• **AIM**
Can you copy out, word for word, the lines in the entries below from the line with "# draw the outline of every instance of the boat" to the line with "Now draw the outline of every instance of the boat", including both of those lines?
----- DATA IN THIS EXERCISE
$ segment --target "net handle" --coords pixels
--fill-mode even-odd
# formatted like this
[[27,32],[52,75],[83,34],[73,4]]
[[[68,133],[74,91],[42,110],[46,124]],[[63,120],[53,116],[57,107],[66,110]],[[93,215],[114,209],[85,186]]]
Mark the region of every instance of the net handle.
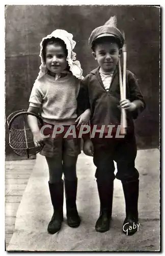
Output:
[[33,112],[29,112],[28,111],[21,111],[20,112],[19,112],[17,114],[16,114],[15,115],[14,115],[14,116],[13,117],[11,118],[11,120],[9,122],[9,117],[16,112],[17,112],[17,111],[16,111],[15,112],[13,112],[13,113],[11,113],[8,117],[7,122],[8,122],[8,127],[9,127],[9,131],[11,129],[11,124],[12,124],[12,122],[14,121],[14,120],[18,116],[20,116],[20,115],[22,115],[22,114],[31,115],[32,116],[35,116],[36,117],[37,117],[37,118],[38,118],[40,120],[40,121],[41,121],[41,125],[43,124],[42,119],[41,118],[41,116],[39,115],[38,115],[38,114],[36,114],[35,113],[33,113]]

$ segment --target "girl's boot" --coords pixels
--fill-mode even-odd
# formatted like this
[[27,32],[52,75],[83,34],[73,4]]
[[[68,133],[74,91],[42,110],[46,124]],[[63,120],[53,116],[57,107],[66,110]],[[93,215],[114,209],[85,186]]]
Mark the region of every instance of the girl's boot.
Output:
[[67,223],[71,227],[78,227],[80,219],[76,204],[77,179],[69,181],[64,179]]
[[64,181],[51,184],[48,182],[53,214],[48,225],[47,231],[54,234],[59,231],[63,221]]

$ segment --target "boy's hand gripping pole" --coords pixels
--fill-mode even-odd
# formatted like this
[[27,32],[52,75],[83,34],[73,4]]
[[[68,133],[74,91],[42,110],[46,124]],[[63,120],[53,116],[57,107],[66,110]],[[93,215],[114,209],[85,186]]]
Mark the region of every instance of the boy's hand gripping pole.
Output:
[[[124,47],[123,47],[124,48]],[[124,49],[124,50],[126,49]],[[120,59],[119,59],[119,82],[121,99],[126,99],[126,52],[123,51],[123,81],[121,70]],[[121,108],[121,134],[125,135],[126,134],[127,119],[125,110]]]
----------
----- DATA IN THIS EXERCISE
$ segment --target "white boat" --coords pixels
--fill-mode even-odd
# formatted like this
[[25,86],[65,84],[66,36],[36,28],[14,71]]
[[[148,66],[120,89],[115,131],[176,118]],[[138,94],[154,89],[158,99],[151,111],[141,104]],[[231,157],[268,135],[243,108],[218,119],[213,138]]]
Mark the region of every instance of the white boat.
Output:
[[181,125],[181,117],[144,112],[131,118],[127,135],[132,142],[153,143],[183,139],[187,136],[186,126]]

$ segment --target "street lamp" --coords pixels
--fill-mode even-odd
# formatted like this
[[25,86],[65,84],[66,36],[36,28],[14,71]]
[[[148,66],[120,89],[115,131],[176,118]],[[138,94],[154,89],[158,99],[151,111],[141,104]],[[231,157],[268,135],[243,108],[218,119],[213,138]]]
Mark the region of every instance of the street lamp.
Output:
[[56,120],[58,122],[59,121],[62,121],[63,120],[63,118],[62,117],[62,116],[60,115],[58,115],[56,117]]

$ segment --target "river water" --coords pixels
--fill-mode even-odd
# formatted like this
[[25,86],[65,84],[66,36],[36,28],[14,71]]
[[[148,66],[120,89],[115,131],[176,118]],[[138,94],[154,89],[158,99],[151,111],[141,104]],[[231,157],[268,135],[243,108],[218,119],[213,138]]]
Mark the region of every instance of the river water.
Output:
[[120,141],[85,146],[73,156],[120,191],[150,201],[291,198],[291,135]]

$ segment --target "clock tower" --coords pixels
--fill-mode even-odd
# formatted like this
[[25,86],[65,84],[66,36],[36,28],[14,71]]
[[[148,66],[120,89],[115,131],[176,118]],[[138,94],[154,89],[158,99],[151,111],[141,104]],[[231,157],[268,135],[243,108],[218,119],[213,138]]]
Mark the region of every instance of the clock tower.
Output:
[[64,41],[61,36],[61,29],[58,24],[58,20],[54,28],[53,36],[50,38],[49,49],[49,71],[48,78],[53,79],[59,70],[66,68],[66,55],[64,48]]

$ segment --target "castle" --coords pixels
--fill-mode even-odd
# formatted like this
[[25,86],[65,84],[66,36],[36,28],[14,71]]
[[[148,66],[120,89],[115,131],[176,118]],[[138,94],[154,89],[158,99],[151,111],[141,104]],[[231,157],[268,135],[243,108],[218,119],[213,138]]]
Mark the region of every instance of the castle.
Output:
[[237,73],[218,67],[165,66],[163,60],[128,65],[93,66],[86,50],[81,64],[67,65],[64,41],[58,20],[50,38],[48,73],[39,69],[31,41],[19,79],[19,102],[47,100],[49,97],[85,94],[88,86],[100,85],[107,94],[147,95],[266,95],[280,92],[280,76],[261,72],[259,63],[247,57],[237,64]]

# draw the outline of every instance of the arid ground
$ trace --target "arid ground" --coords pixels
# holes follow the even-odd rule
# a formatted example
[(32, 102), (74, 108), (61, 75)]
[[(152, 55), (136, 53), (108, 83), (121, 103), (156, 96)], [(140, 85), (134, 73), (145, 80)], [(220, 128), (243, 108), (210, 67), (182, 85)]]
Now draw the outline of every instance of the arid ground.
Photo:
----------
----- DATA IN THIS EXERCISE
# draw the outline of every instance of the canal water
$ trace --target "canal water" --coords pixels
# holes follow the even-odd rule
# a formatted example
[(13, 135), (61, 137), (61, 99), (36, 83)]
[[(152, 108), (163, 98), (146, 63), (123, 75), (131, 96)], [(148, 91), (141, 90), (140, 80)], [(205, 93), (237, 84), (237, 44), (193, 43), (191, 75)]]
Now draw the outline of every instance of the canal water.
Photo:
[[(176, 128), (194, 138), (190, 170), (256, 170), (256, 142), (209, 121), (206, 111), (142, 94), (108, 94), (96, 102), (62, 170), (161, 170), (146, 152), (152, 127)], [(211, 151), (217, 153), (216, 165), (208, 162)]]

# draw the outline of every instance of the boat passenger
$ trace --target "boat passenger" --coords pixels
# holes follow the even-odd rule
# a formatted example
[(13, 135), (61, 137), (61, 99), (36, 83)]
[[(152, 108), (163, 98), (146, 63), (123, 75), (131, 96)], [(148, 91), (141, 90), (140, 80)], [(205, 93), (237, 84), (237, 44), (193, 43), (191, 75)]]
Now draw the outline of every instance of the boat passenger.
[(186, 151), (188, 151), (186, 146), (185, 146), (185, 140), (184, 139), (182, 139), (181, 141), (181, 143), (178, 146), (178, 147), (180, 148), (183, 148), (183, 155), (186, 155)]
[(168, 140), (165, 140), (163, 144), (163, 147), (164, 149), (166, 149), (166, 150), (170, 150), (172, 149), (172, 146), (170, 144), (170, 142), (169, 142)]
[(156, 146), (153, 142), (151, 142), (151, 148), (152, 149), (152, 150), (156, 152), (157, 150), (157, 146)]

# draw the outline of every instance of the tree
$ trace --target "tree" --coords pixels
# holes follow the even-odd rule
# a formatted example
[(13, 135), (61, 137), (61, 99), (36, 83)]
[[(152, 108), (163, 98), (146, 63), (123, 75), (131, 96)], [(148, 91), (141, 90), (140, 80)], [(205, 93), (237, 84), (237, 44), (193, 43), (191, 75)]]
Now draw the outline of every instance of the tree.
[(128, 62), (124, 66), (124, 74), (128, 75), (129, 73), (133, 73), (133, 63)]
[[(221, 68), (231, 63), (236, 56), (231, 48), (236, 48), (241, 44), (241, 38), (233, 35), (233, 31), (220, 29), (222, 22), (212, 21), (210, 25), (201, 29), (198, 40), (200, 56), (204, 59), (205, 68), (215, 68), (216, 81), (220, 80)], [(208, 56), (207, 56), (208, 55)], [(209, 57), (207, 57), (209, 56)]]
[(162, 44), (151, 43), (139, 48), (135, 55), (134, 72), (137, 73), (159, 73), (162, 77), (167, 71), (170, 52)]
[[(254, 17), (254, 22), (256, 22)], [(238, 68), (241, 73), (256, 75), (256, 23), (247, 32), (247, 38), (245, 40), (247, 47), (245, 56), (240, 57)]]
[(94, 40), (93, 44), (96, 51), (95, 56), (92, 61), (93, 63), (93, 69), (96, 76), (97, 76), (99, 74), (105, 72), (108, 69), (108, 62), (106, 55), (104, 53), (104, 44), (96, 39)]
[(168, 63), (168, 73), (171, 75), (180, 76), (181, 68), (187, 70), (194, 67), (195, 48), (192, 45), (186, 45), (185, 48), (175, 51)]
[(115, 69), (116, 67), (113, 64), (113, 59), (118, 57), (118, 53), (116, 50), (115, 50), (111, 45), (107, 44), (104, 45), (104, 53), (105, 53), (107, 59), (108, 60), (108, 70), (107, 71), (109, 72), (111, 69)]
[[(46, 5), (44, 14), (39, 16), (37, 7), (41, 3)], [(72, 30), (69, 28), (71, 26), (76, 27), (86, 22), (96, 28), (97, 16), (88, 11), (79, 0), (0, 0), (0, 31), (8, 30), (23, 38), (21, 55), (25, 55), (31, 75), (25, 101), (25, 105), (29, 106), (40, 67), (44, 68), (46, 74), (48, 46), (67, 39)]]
----------
• **EXERCISE RESPONSE**
# draw the outline of every instance of the boat passenger
$ trace --target "boat passenger" --coords pixels
# holes follow the even-odd rule
# a formatted example
[(13, 135), (61, 137), (61, 99), (36, 83)]
[[(152, 108), (163, 98), (146, 63), (123, 75), (131, 96)], [(148, 91), (141, 90), (140, 80)], [(205, 93), (237, 84), (237, 44), (193, 43), (191, 75)]]
Now draw the outline of every instance of the boat passenger.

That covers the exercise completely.